WHAT THE TASK REQUIRES
Return the entries below precisely, omitting nothing.

EXERCISE INPUTS
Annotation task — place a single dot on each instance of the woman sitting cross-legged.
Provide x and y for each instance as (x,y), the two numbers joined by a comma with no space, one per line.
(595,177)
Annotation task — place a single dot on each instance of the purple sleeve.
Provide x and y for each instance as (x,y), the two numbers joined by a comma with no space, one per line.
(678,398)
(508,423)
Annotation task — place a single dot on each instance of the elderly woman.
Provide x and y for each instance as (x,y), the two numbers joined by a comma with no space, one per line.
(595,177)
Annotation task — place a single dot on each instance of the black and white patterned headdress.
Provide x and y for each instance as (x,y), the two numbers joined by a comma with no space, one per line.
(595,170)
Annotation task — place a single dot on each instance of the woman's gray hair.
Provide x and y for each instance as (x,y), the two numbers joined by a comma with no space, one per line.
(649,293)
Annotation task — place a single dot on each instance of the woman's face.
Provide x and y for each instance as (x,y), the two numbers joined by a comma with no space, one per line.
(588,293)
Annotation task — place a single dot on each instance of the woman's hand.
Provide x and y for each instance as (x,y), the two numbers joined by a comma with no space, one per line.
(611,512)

YOUR SOLUTION
Annotation task — place a single dot on each instance of the woman sitting cross-legged.
Provide x and y for each instance as (x,y), the two numbers joined by a comma with no space, one per line.
(595,177)
Annotation task — place a single dot on each instance of the purple sleeve.
Provide x and y for each instance as (x,y), the two numbers joined by a comma with no space, one per line.
(678,398)
(508,423)
Annotation task — place a single dot on each instance of the elderly woman.
Provide x and y for each instance as (x,y), the two numbers joined by a comma with no space, one per line.
(595,177)
Annotation task — place a single dot on each instance of the black and white patterned headdress.
Provide x and y for each instance as (x,y), the two numbers joined by a comma with no space, one per line.
(595,170)
Annotation task — place a single dot on each instance of the woman's gray hair.
Provide x and y for each instance as (x,y), the two numbers joined by a comma with no space, one per line.
(649,293)
Annotation task — place a single dot on each instance of the woman's face.
Provide x and y for each instance as (x,y), the two numbers joined by a comma with no space, one per line.
(588,293)
Annotation task — place a single dot on each instance of the woman's hand.
Provide x and y for each instance as (x,y), the two numbers joined by a comma with no space, one per line.
(611,512)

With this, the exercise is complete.